(Collected data entries)
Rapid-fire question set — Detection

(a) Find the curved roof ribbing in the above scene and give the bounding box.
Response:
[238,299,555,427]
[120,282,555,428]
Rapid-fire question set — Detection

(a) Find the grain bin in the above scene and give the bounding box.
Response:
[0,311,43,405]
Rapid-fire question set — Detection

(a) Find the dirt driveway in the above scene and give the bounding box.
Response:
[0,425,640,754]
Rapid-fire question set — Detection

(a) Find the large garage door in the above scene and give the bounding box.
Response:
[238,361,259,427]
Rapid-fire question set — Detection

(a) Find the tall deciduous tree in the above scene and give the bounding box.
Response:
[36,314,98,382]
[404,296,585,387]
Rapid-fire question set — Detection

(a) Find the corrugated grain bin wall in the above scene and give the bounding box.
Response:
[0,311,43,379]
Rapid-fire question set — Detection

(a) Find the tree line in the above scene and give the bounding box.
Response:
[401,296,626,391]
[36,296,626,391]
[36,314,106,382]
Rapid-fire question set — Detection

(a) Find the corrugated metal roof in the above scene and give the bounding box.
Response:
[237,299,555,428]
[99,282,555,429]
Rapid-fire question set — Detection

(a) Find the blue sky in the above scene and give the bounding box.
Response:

Problem statement
Can you arrange every line of the material above into a Markdown table with the columns Row and Line, numbering each row and leaving out the blank lines?

Task solution
| Row | Line |
|---|---|
| 1 | Rapid-fire question set — Detection |
| 2 | (a) Find the curved roof ribbing in the above scene and give the bounding box. |
| 3 | Response: |
| 4 | [238,299,555,427] |
| 5 | [120,282,555,428] |
| 6 | Rapid-fire question set — Detection |
| 7 | (a) Find the grain bin in the above scene and give the bounding box. |
| 8 | Response: |
| 9 | [0,311,43,405] |
| 10 | Rapid-fire question set — Detection |
| 11 | (a) Find the dirt driveway in the above scene and give the bounding box. |
| 12 | Response: |
| 13 | [0,425,640,754] |
| 14 | Rapid-fire question set — Detection |
| 15 | (a) Find the large garage door in the above scene and give the bounding box. |
| 16 | Response: |
| 17 | [238,361,259,427] |
| 18 | Rapid-fire question set — Detection |
| 19 | (a) Find the tall deciduous tree in the above scene and give the bounding box. |
| 20 | Response: |
| 21 | [36,314,98,382] |
| 22 | [404,296,585,387] |
| 23 | Rapid-fire question set — Detection |
| 24 | (a) Find the corrugated grain bin wall in the above scene and give the bounding box. |
| 25 | Response: |
| 26 | [0,311,43,379] |
| 27 | Rapid-fire question set — Detection |
| 28 | (a) Find the tree line in the above scene and give the bounding box. |
| 29 | Response: |
| 30 | [401,296,626,391] |
| 31 | [36,296,626,391] |
| 32 | [36,314,106,382] |
| 33 | Rapid-fire question set — Detection |
| 34 | (a) Find the corrugated metal roof in the above scene and give the bounding box. |
| 35 | Response: |
| 36 | [237,299,555,428] |
| 37 | [99,282,555,429] |
| 38 | Rapid-fire question set — Detection |
| 39 | (a) Find the blue sky in the above scene and give the bounding box. |
| 40 | Response: |